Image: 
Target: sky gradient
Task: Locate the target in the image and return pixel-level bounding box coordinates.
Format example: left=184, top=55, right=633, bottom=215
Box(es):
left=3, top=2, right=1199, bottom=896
________________
Your goal: Each record must be duplicated exactly, with none missing.

Result:
Image: 
Target: sky gradient
Task: Locate the target in the image and return pixel-level bounding box coordinates.
Format example: left=184, top=55, right=633, bottom=215
Box(es):
left=3, top=2, right=1199, bottom=896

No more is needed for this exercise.